_Passage shown:_
------

Mt. Pleasant approves major transformer purchase, delays a fire billing ordinance
MT. PLEASANT—The Mt. Pleasant City Council approved a $653,054 electrical transformer purchase April 28, adopted several city policies and delayed a proposed fire department billing ordinance after council members said they needed to see the missing rate schedule before voting.
The transformer purchase was the largest action item on the agenda. The council approved Requisition No. 042601 to Wesco for an MVA transformer for Substation 3. The official agenda listed the request at $653,054.
Power Superintendent Shane Ward told the council the city has searched for a transformer that would work with its system and match the impedance needed to tie parts of the electrical system together.
“I’ve been looking for the last year, year and a half, trying to find a huge transformer that we can match the impedance so we can tie the system together,” Ward said. “But I could not find the transformer through all of our vendors.”
Ward said the transformer must be within 5% of the other transformer’s impedance so the systems can be tied together. He said the unit will be built in the United States and has a long lead time.
“They’re two years out,” Ward said.

------

_Dataset extract:_
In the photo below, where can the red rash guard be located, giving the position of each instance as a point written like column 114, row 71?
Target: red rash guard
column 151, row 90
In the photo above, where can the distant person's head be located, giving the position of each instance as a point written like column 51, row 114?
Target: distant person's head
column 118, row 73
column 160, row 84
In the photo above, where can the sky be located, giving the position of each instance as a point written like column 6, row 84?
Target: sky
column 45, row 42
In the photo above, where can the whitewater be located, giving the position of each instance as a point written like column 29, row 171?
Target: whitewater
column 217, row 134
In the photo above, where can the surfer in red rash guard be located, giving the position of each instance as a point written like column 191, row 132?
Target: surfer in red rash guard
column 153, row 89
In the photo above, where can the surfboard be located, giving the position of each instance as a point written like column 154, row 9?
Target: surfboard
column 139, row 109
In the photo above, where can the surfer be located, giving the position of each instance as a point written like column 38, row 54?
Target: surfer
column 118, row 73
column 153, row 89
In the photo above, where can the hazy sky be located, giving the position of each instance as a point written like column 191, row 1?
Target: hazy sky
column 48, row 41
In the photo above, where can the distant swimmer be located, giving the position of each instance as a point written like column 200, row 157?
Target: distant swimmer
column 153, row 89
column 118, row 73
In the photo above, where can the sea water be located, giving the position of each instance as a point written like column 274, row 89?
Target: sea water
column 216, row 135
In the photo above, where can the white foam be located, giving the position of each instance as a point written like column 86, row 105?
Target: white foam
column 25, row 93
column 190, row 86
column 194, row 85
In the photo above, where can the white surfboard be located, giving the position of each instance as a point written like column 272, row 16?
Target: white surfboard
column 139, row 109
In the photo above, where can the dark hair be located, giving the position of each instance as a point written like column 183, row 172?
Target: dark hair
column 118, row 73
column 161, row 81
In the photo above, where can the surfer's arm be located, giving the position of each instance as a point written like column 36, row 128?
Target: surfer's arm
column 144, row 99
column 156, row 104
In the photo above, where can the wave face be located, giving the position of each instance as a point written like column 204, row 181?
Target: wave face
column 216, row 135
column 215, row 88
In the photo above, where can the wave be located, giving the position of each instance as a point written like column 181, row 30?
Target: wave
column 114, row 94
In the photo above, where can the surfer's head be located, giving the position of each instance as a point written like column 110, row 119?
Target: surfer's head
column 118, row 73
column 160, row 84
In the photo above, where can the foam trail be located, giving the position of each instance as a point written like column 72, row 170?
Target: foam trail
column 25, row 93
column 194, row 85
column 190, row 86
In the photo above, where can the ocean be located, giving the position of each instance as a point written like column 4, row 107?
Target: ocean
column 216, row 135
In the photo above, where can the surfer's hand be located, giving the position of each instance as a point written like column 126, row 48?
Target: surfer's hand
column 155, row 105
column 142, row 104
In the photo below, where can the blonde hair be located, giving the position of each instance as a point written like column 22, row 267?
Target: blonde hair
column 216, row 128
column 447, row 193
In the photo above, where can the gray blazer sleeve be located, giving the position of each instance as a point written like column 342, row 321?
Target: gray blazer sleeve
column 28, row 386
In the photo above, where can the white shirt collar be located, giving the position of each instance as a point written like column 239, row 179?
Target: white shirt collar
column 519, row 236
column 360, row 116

------

_Exercises:_
• 1. Could you give the stretch of the Mt. Pleasant council report from "The transformer purchase" through "long lead time." again, replacing "impedance" with "resistance"?
• 2. Does each statement agree with the Mt. Pleasant council report? Answer yes or no for each, quoting the deciding words.
(a) The council approved buying the transformer from Wesco.
(b) The transformer will be built outside the United States.
(c) The council adopted the fire department billing ordinance at the April 28 meeting.
• 3. Can you pick up the Mt. Pleasant council report and continue it from where it stops?

_List of answers:_
• 1.
The transformer purchase was the largest action item on the agenda. The council approved Requisition No. 042601 to Wesco for an MVA transformer for Substation 3. The official agenda listed the request at $653,054.
Power Superintendent Shane Ward told the council the city has searched for a transformer that would work with its system and match the resistance needed to tie parts of the electrical system together.
“I’ve been looking for the last year, year and a half, trying to find a huge transformer that we can match the resistance so we can tie the system together,” Ward said. “But I could not find the transformer through all of our vendors.”
Ward said the transformer must be within 5% of the other transformer’s resistance so the systems can be tied together. He said the unit will be built in the United States and has a long lead time.

• 2.
(a) Yes: "The council approved Requisition No. 042601 to Wesco for an MVA transformer for Substation 3."
(b) No: "He said the unit will be built in the United States and has a long lead time."
(c) No: "delayed a proposed fire department billing ordinance after council members said they needed to see the missing rate schedule before voting."

• 3.
Ward said the city has money in its power impact fee fund and the substation project appears on the city’s capital facilities plan. City officials said the power impact fee fund had about $720,000 when the last audit closed, and the city had collected about another $200,000 since then.
The city will not pay the full amount at once. Ward said the purchase calls for 30% due when the city orders the transformer, another 30% when the city approves the engineering drawings and the remaining 40% when the transformer ships.
Ward said shipping alone will cost about $18,000. He said impact recorders will be placed on the transformer during transport to monitor vibration or other problems while it is being hauled.
The council also approved a $15,619.31 purchase from Diamond Mountain Marketing for lighting at the Veterans Memorial. Council members directed staff to code the expense to the Veterans Memorial fund rather than the power fund.
Ward said the lighting plan would use top-down lighting instead of ground-up lights.
“We’re not doing ground-up lights,” Ward said. “We’re going to pull the top down, just so it lights up the whole area.”
The council adopted Resolution 2026-05, creating a paperless utility billing policy. Under the resolution, paperless billing becomes the standard method for utility bills, notices and related communications beginning Aug. 1. Customers may request paper bills through an exemption process if they cannot reasonably access or use electronic billing.
The uploaded resolution says customers must complete a city exemption form and provide a specific reason. It also allows the form to be submitted in person, by mail, electronically or by another city-approved method.
That flexibility came up during the meeting after a council member questioned whether older residents or others who cannot come to city hall would still be able to request paper bills.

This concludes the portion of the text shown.